### Goal
Turn the material from the line with "indicate the blue plastic" through the end into a JSON list of strings, one string per line, with blank lines skipped. Leave the pictures out.

### Dataset content
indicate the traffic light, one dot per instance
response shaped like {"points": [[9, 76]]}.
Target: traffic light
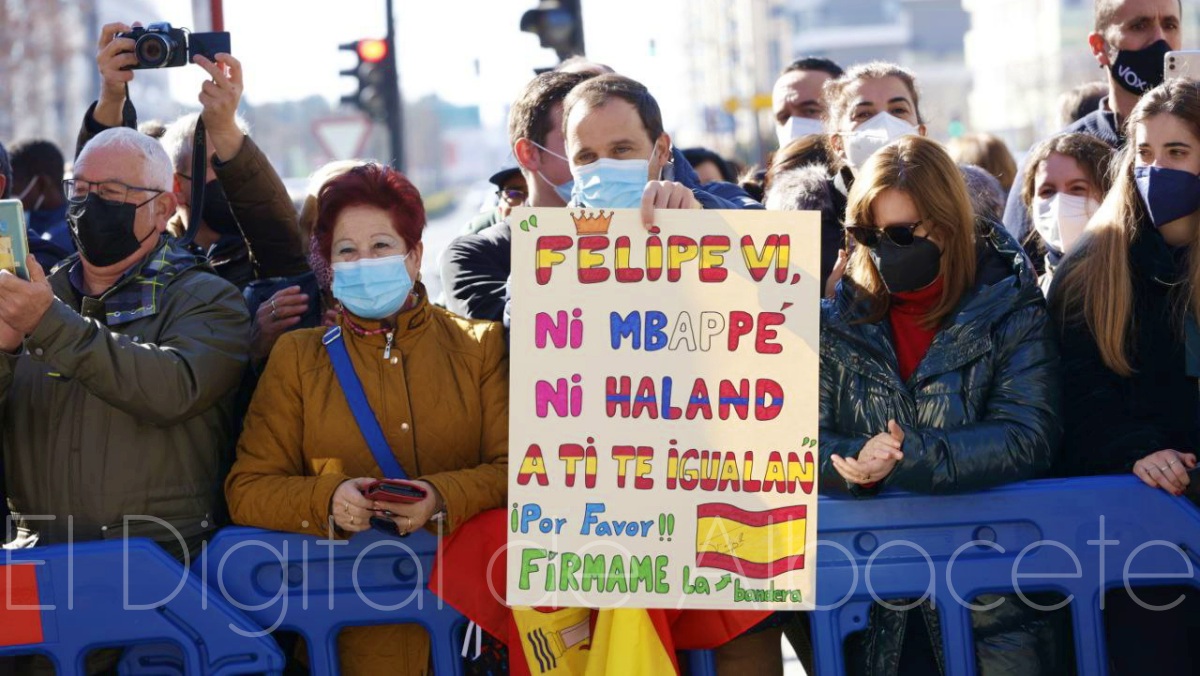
{"points": [[376, 72], [558, 24]]}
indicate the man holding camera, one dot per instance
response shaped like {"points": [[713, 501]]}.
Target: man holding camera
{"points": [[117, 371], [247, 223]]}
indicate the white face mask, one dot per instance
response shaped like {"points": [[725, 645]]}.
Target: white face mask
{"points": [[873, 135], [1061, 220], [797, 127]]}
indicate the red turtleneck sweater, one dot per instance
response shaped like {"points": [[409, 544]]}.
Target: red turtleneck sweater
{"points": [[911, 340]]}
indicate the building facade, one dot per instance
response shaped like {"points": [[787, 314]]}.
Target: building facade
{"points": [[738, 48]]}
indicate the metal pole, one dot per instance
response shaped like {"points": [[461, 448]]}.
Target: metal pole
{"points": [[396, 102]]}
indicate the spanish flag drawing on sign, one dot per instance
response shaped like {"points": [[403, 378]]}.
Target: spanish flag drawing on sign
{"points": [[569, 641], [754, 544]]}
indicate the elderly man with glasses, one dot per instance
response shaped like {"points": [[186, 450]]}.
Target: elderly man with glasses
{"points": [[117, 372]]}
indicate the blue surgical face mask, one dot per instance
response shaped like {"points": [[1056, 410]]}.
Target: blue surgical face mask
{"points": [[372, 288], [1169, 193], [562, 190], [612, 184]]}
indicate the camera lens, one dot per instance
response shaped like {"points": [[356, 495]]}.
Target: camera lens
{"points": [[154, 51]]}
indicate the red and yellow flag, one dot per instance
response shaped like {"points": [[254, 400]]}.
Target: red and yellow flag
{"points": [[569, 641], [754, 544]]}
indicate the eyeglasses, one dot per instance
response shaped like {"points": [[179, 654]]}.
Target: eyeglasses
{"points": [[77, 190], [513, 196], [901, 234]]}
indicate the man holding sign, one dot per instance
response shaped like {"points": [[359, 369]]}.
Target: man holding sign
{"points": [[657, 468]]}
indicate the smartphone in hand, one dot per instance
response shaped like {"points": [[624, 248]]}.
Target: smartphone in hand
{"points": [[13, 238], [395, 490]]}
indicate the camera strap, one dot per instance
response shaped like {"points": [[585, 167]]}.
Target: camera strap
{"points": [[357, 399], [199, 171]]}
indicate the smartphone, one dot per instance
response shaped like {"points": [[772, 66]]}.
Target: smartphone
{"points": [[394, 490], [1183, 64], [13, 238]]}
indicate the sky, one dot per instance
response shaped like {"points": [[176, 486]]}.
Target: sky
{"points": [[288, 48]]}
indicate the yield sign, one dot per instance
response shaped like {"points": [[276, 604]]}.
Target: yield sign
{"points": [[342, 138]]}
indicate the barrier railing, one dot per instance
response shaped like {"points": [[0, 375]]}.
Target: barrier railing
{"points": [[1077, 537], [123, 593], [318, 587]]}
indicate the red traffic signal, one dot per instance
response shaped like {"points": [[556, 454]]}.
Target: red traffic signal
{"points": [[372, 51]]}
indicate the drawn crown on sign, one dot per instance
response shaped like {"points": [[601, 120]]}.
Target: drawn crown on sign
{"points": [[588, 222]]}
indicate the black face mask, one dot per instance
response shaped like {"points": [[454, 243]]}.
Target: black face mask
{"points": [[216, 213], [907, 268], [1140, 71], [103, 231]]}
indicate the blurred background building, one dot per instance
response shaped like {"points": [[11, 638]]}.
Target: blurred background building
{"points": [[983, 65], [739, 47]]}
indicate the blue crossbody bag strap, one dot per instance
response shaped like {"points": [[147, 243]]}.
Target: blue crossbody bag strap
{"points": [[369, 425]]}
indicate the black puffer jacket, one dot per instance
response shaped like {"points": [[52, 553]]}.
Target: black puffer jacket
{"points": [[982, 410]]}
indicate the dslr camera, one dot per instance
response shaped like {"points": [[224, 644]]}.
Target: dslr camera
{"points": [[160, 46]]}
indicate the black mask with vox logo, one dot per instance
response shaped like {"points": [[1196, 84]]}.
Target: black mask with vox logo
{"points": [[1140, 71]]}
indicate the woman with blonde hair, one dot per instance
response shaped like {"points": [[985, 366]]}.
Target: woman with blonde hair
{"points": [[939, 374], [988, 153], [1126, 301]]}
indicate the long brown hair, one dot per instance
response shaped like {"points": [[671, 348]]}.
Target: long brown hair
{"points": [[922, 169], [1098, 285]]}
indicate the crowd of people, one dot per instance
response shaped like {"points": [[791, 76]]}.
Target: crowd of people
{"points": [[240, 362]]}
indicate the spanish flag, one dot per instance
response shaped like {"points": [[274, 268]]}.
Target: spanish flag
{"points": [[21, 617], [753, 544], [570, 641]]}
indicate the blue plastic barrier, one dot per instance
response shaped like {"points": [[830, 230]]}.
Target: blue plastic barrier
{"points": [[1075, 537], [306, 585], [100, 603], [865, 545]]}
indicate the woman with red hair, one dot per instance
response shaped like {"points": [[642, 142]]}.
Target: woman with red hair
{"points": [[432, 399]]}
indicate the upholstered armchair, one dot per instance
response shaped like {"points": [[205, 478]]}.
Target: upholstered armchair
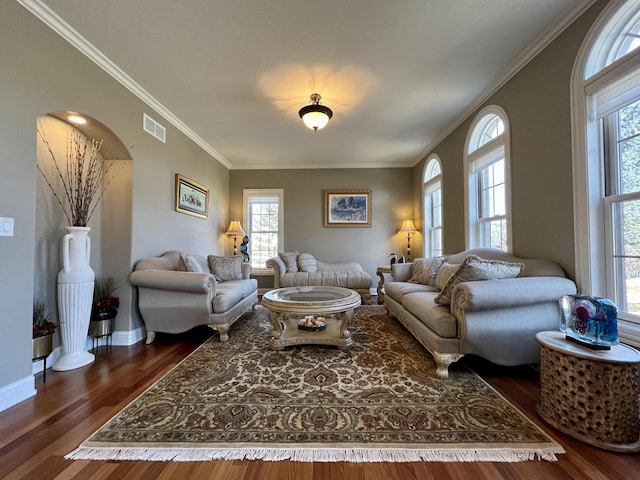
{"points": [[177, 292]]}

### Solution to the problem
[
  "indicate the blue plastic barrier, one dot per instance",
  "response shaped like {\"points\": [[830, 230]]}.",
  "Target: blue plastic barrier",
  "{\"points\": [[1075, 537], [306, 585], [100, 603], [865, 545]]}",
  "indicate the woman with red hair, one dot per instance",
  "response shaped like {\"points\": [[642, 142]]}.",
  "Target: woman with red hair",
  "{\"points\": [[432, 399]]}",
  "indicate the upholstered armchair, one dot per instance",
  "response shaped like {\"points\": [[205, 478]]}.",
  "Target: upholstered armchair",
  "{\"points\": [[177, 292]]}"
]